> [Podany tekst]

______

"Rewers" nagrodzony w Seattle
14 czerwca 2010
Ubiegłoroczny zdobywca gdyńskich “Złoytych Lwów", film Borysa Lankosza "Rewers" , otrzymał Grand Jury Prize dla Nowego Reżysera na zakończonym w minioną niedzielę Międzynarodowym Festiwalu Filmowym w Seattle (SIFF New Directors Showcase).
Film Borysa Lankosza, mimo iż w oscarowej rywalizacji otarł się jedynie o "eliminacje", nadal jest obrazem, który na świecie nie przestaje intrygować. Dowodem tego jest chociażby ostatni laur dla tego wysmakowanego stylistycznie dzieła, czyli Nagroda dla Nowego Reżysera prestiżowego festiwalu w Seattle.
Nagrodę tę Jury festiwalu argumentowało: "Rewers" Borysa Lankosza z sukcesem wypełnił ambitny cel opowiedzenia historii miłości, rodziny i lojalności w brutalnej, powojennej Warszawie. W wyjątkowy sposób, w swoim pierwszym filmie udaje się reżyserowi przekazać bardzo wystylizowaną wizję, bez poświęcenia charakteru, opowieści lub wykonania. Jesteśmy szczęśliwi i jest dla nas zaszczytem przekazać New Director Award temu poruszającemu, przejmującemu i głęboko humanitarnemu filmowi.

______

> [Zestawienie danych]
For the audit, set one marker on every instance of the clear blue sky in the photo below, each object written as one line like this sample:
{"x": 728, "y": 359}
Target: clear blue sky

______

> [Opis zadania] Przepisz dokładnie, znak po znaku, cały tekst o nagrodzie dla filmu „Rewers”. Zestawienie nie ma żadnego związku z tekstem o nagrodzie dla filmu „Rewers”.

> [Odpowiedź]
"Rewers" nagrodzony w Seattle
14 czerwca 2010
Ubiegłoroczny zdobywca gdyńskich “Złoytych Lwów", film Borysa Lankosza "Rewers" , otrzymał Grand Jury Prize dla Nowego Reżysera na zakończonym w minioną niedzielę Międzynarodowym Festiwalu Filmowym w Seattle (SIFF New Directors Showcase).
Film Borysa Lankosza, mimo iż w oscarowej rywalizacji otarł się jedynie o "eliminacje", nadal jest obrazem, który na świecie nie przestaje intrygować. Dowodem tego jest chociażby ostatni laur dla tego wysmakowanego stylistycznie dzieła, czyli Nagroda dla Nowego Reżysera prestiżowego festiwalu w Seattle.
Nagrodę tę Jury festiwalu argumentowało: "Rewers" Borysa Lankosza z sukcesem wypełnił ambitny cel opowiedzenia historii miłości, rodziny i lojalności w brutalnej, powojennej Warszawie. W wyjątkowy sposób, w swoim pierwszym filmie udaje się reżyserowi przekazać bardzo wystylizowaną wizję, bez poświęcenia charakteru, opowieści lub wykonania. Jesteśmy szczęśliwi i jest dla nas zaszczytem przekazać New Director Award temu poruszającemu, przejmującemu i głęboko humanitarnemu filmowi.